Short exercise
Put the stretch of lines from the one containing "Can you help me out? I need the curved" through the one containing "0;281;29;315" into a JSON list of strings, with one string per line and blank lines omitted.

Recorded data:
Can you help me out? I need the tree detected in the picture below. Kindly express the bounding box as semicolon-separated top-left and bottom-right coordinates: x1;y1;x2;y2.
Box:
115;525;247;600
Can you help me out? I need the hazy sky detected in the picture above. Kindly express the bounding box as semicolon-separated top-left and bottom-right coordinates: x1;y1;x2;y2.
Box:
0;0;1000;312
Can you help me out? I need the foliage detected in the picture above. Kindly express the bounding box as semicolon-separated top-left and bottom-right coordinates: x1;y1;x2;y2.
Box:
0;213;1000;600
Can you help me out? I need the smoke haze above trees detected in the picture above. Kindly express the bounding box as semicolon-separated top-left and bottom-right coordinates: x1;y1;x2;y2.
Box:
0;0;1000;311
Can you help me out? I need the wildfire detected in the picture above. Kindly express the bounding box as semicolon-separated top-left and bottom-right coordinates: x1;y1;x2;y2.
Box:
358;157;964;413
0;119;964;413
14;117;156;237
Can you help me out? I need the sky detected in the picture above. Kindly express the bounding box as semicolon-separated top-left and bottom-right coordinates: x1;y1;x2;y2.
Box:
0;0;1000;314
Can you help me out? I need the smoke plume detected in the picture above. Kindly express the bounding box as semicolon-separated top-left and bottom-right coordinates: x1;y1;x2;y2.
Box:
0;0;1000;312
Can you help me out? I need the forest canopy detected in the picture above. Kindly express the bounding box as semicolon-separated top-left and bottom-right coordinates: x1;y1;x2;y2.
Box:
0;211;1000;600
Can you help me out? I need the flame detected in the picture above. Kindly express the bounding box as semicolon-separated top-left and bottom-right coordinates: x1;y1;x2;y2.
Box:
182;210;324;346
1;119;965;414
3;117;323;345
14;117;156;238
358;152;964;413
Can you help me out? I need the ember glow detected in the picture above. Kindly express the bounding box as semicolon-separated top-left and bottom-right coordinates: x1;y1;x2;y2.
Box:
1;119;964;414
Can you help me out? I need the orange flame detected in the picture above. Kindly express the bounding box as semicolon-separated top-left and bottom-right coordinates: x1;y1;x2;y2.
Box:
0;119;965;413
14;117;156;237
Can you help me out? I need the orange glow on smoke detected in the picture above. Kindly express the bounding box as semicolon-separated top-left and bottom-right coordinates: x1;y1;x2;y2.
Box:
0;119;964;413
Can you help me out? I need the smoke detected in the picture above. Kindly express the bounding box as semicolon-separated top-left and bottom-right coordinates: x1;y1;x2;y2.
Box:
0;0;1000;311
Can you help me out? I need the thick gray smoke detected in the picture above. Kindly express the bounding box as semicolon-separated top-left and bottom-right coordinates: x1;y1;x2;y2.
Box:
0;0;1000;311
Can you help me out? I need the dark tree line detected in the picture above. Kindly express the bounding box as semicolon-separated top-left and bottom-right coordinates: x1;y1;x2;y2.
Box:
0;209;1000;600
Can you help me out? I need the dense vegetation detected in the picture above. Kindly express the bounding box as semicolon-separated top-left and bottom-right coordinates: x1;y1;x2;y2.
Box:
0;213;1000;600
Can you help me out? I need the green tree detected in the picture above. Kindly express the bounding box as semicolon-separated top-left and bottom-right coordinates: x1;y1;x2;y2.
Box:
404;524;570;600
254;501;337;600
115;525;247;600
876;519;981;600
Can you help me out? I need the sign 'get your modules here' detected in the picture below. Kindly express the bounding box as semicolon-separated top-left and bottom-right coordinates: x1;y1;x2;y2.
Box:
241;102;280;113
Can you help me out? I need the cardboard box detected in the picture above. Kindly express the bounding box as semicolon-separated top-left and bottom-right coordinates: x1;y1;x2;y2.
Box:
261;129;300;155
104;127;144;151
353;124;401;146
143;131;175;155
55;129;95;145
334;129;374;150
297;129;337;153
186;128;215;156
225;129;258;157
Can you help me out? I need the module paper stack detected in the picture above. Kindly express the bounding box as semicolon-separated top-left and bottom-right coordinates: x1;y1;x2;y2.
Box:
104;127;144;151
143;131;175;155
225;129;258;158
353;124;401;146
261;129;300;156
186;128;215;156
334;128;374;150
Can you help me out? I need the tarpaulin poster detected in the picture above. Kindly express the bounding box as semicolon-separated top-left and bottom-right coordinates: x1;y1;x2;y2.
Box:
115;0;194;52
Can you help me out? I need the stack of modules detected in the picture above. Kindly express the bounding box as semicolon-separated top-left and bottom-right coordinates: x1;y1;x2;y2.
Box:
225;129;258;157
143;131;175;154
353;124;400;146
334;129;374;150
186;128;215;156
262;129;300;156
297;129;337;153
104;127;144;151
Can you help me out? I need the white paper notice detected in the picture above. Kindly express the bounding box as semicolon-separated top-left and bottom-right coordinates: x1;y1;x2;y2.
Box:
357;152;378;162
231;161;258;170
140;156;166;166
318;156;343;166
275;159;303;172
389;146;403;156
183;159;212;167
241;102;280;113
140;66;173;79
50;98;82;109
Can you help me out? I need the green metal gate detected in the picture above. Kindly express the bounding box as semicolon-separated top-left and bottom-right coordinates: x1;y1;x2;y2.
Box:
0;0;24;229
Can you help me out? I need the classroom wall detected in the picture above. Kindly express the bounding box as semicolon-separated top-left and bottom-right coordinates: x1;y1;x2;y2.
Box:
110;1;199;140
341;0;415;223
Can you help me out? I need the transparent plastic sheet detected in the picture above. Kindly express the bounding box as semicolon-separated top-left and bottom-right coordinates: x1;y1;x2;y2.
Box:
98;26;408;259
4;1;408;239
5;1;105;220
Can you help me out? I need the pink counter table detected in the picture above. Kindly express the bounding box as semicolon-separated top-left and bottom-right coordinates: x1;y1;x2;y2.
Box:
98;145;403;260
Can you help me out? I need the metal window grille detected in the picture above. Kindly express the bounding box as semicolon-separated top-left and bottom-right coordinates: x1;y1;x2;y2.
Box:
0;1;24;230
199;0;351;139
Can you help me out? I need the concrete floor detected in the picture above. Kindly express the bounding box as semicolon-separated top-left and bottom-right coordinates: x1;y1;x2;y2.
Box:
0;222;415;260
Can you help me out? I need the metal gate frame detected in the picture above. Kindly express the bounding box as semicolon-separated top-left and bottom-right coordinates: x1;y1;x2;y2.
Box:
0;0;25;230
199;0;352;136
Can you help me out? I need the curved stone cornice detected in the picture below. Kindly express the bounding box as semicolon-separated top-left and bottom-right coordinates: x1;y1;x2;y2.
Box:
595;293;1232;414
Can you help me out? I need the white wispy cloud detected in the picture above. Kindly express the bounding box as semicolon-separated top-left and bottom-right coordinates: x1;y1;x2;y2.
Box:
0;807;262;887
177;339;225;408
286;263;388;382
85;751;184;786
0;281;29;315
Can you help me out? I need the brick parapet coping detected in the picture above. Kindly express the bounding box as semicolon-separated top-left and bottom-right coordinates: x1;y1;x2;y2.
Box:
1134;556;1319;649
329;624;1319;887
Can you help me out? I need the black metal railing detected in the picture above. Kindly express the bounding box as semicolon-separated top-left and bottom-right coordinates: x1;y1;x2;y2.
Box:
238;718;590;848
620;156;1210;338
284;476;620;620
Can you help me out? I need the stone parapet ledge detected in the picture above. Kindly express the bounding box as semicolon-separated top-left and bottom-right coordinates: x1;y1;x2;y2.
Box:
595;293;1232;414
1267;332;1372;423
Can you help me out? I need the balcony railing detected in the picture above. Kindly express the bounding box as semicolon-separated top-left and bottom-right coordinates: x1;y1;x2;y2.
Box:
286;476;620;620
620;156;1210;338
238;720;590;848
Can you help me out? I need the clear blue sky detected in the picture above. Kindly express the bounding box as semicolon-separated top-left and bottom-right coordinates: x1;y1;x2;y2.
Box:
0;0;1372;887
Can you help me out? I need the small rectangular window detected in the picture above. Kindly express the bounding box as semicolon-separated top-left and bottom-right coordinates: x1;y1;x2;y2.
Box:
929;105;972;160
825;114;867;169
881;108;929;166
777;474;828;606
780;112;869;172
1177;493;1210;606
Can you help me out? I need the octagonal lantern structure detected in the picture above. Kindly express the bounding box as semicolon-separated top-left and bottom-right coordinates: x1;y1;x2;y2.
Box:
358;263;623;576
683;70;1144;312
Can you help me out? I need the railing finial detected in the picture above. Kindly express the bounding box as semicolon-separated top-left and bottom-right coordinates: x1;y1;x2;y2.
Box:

Task response
[
  "Can you help me out? I need the curved stone cornice detected in the picture below. Kindly express the bounding box as semicolon-separated top-left and bottom-right coordinates: x1;y1;x2;y2.",
  "Box:",
  "595;293;1232;414",
  "Can you help me out? I need the white wispy cloud detected in the picture above. Kindly express the bounding box as semicolon-separated top-left and bottom-right coordinates: x1;y1;x2;y2.",
  "Box:",
  "0;807;262;887",
  "177;339;225;408",
  "286;263;388;382",
  "85;751;184;786",
  "0;281;29;315"
]